--- begin Supplied material ---

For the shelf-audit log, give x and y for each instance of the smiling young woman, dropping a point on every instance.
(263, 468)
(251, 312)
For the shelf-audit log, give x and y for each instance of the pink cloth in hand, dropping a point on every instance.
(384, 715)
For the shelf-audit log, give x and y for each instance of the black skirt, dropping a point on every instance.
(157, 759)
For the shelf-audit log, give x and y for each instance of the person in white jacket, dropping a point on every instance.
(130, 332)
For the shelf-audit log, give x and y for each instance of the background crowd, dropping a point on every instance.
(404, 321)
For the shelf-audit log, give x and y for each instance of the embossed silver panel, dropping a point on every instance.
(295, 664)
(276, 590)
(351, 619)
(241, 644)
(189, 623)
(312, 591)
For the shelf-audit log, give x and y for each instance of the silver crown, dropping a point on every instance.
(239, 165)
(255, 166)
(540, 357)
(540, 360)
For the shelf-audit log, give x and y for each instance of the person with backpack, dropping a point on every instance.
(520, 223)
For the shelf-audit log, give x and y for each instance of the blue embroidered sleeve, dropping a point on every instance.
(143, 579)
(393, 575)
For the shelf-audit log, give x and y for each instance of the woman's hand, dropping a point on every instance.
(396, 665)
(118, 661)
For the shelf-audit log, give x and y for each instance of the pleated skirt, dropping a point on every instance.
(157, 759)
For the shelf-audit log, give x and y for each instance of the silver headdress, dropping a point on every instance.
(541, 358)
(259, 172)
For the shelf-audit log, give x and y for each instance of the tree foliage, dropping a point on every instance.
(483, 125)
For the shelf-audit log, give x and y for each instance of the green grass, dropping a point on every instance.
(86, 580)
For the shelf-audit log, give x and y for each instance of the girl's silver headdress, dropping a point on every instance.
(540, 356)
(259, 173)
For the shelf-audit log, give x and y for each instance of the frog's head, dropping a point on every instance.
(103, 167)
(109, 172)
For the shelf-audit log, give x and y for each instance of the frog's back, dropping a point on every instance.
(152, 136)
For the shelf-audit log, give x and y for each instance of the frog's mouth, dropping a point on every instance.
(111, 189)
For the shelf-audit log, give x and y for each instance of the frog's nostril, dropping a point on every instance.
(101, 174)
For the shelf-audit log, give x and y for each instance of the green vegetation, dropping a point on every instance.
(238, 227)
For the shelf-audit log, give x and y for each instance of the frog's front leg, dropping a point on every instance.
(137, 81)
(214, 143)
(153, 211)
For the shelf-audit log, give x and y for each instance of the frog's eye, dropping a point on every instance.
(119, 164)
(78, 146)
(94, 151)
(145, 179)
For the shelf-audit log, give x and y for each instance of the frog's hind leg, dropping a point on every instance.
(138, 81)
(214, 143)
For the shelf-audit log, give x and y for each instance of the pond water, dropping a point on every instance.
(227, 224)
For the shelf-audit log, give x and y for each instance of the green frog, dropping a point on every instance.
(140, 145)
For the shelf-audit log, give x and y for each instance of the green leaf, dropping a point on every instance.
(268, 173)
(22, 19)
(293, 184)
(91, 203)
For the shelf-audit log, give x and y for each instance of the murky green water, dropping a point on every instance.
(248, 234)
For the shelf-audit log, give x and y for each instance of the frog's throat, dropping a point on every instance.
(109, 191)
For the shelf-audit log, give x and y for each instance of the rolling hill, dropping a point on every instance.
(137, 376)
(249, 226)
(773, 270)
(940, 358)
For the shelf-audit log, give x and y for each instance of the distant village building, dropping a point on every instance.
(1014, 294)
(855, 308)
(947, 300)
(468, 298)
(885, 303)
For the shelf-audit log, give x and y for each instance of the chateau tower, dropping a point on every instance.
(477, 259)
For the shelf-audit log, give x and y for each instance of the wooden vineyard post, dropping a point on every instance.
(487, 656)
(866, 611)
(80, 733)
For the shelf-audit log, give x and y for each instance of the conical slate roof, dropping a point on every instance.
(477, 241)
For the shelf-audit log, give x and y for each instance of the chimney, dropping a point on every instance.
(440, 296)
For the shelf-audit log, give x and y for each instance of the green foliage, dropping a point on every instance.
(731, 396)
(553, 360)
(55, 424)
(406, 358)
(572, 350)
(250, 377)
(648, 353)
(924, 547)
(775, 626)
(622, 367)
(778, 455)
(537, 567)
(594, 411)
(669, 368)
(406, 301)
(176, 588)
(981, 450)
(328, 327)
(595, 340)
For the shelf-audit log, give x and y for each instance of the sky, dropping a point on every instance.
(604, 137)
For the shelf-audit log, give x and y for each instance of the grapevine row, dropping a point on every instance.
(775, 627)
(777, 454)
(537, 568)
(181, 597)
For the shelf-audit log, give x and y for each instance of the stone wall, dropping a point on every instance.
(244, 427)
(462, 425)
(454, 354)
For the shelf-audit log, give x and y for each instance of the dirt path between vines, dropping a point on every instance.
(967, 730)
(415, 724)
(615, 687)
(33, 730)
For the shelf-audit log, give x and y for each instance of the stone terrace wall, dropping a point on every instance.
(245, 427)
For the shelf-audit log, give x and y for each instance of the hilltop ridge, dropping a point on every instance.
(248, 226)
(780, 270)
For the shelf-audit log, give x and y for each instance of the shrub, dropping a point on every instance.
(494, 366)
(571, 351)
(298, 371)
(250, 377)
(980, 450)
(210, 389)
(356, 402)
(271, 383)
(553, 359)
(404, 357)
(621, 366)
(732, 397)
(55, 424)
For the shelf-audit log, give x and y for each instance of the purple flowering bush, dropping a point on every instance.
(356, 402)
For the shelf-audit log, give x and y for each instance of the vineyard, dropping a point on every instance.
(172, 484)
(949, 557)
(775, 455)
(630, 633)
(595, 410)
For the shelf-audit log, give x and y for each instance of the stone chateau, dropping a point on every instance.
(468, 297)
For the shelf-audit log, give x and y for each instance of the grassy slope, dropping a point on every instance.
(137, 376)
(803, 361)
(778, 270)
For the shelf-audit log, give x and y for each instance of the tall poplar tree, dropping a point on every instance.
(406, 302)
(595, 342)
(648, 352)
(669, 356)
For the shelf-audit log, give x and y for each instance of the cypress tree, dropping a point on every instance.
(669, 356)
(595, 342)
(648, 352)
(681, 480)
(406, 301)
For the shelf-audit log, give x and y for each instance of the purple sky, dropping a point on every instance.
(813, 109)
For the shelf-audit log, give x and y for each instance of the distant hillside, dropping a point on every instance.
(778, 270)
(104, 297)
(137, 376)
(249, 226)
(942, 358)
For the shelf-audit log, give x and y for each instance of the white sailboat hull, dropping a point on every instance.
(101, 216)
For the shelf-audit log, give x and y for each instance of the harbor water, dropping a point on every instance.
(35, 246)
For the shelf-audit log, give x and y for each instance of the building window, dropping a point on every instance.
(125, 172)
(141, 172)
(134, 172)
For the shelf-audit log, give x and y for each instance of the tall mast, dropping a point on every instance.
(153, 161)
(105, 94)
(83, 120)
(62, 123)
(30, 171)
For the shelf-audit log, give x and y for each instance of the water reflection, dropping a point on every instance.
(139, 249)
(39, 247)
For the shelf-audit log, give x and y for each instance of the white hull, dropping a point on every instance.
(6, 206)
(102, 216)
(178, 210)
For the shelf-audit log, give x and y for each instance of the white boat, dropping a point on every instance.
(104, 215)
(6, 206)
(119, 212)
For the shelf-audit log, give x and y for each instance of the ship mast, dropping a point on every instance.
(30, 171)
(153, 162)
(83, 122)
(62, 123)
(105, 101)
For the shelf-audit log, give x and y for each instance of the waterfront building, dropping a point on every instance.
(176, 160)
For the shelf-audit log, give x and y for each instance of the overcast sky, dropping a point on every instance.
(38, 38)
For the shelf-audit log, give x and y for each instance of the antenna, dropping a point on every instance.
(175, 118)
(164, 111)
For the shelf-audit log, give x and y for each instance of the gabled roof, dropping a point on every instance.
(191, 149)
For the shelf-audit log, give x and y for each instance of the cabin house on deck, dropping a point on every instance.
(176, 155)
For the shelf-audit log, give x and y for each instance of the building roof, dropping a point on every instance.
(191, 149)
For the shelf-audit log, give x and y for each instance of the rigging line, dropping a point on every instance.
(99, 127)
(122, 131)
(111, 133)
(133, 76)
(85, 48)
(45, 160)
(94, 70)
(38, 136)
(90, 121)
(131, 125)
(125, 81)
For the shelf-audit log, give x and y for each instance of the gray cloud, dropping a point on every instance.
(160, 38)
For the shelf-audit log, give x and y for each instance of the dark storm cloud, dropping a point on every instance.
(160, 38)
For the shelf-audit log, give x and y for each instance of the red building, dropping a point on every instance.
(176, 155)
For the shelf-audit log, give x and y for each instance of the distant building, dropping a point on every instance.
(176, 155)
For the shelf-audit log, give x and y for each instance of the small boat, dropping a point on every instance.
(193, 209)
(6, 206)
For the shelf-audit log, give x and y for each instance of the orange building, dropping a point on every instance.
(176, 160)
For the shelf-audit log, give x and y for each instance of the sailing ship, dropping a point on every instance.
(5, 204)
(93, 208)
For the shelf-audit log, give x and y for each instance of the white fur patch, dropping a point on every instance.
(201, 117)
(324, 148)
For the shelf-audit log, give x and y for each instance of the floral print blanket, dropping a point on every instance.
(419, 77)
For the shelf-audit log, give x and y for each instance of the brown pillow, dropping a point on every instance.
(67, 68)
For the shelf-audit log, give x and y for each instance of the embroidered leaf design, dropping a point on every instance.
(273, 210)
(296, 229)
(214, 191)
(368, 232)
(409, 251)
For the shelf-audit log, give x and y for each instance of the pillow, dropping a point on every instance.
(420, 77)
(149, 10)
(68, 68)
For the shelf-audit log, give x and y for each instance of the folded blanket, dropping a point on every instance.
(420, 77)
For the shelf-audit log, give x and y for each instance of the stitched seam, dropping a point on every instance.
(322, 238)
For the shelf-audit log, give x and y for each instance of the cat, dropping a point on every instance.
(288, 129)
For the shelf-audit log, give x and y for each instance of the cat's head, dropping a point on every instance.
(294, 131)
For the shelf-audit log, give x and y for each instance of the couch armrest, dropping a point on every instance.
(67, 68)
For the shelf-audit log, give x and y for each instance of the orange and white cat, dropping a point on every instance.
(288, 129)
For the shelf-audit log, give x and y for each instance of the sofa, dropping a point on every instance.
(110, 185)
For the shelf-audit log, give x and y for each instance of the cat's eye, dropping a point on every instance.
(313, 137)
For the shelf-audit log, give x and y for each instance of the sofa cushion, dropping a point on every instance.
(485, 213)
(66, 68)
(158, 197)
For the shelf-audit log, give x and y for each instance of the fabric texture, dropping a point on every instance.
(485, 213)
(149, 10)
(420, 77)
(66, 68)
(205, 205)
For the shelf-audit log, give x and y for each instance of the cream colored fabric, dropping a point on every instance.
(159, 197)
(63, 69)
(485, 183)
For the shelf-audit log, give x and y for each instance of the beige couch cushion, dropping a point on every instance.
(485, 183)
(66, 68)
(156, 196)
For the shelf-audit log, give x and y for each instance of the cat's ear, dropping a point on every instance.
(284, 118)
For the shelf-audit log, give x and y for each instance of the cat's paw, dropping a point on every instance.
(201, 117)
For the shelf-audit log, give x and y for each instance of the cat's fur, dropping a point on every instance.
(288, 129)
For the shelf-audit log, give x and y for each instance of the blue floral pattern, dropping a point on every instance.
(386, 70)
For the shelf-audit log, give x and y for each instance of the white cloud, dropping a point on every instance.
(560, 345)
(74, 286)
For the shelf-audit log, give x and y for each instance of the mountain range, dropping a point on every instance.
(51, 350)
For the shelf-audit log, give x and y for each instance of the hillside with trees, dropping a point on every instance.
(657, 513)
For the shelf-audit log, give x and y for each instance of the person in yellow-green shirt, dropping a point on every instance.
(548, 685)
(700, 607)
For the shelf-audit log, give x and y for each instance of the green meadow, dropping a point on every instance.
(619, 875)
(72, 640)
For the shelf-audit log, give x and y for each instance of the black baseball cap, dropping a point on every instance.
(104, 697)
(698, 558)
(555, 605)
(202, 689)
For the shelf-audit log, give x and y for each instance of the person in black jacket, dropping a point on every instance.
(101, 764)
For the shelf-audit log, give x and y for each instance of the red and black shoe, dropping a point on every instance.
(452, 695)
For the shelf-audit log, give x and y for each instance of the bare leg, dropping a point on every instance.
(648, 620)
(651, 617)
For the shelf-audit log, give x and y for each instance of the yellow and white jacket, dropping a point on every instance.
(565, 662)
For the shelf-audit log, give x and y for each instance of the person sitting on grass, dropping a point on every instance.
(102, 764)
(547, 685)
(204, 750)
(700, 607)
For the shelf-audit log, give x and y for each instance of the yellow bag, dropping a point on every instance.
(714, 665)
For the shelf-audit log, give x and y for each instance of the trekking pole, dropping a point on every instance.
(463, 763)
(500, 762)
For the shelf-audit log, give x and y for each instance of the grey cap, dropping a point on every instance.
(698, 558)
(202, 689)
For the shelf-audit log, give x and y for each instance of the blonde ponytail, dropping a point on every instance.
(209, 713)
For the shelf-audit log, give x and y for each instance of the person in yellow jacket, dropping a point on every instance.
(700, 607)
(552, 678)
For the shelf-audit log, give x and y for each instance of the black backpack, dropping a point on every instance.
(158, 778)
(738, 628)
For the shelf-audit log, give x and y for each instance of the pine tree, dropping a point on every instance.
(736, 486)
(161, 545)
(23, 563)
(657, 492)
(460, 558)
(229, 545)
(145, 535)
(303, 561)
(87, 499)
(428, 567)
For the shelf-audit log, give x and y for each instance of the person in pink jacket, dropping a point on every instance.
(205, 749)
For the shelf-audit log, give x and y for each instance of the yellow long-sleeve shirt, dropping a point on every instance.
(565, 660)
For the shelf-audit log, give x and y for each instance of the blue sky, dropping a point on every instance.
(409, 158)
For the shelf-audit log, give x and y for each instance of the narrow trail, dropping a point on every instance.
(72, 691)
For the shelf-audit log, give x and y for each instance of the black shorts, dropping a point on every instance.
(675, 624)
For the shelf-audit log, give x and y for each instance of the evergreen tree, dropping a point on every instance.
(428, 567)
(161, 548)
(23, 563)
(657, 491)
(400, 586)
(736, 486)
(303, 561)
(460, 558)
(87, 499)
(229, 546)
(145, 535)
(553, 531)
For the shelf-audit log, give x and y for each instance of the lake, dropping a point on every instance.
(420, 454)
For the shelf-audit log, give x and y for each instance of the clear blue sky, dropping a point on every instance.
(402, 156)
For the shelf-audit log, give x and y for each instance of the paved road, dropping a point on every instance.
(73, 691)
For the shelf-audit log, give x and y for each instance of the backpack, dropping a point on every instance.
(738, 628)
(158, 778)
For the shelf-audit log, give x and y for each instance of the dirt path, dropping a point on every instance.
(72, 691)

--- end Supplied material ---

Exercise aim: Put the records from the line containing "the backpack, dropping a point on every instance." through the end of the records into a two-column CSV with the header names text and answer. Give each record one row, with its text and its answer each in a single quoted field and any line breaks replaced by spaces.

Result:
text,answer
"For the shelf-audit log, give x and y for each instance of the backpack, dropping a point on every instance.","(738, 628) (158, 778)"
"For the shelf-audit log, give x and y for each instance of the dirt path, dropping a point on every instance.","(72, 691)"